OBJECTIVES:
a. Answer these from the deck article below:
(i) In what region is summertime called absurdly beautiful?
(ii) About how long after getting the keys does a first house become a second job?
(iii) What kind of space did the writers decide their friends needed?
b. Edit the records below so that "pink hibiscus flower" becomes "yellow daisy", with nothing else changed. Leave the pictures out of your answer.

BEGIN SELECTED EXCERPT

Designing an Outdoor Living Space for Hosting and Lounging

Summertime in Mid-coast Maine is, and I say this as someone who has personally survived multiple winters here, absurdly beautiful. So when our friends bought their first home, we did what any good friends would do: we showed up with opinions and a vision for their deck.

Here's the thing nobody tells you about buying your first house: it becomes a second job approximately forty-eight hours after you get the keys. The to-do list doesn't just grow, it reproduces. There's always something that needs caulking, or a sound coming from a place where sounds shouldn't come from, or a project you didn't know existed until a contractor mentioned it in a tone that implied you should have known. We've been there. So instead of showing up with advice, we wanted to give them something they could actually use this summer. A reason to step outside, sit down, and have a little respite from all of the things that need attention.

That meant an outdoor space worth sitting in. On purpose. And maybe with a drink.

END SELECTED EXCERPT
BEGIN EXTRACTED MATERIAL

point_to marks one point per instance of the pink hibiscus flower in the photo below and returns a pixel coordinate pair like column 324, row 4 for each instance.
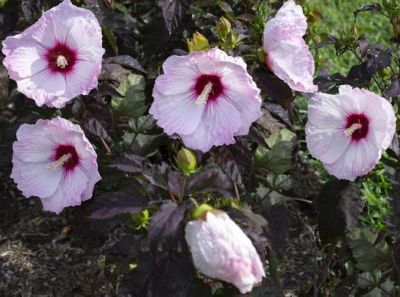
column 206, row 98
column 288, row 56
column 57, row 58
column 221, row 250
column 349, row 131
column 54, row 161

END EXTRACTED MATERIAL

RESPONSE LIST:
a.
(i) Mid-coast Maine
(ii) Approximately forty-eight hours
(iii) An outdoor space worth sitting in

b.
point_to marks one point per instance of the yellow daisy in the photo below and returns a pixel coordinate pair like column 324, row 4 for each instance.
column 206, row 98
column 288, row 56
column 57, row 58
column 221, row 250
column 349, row 131
column 54, row 161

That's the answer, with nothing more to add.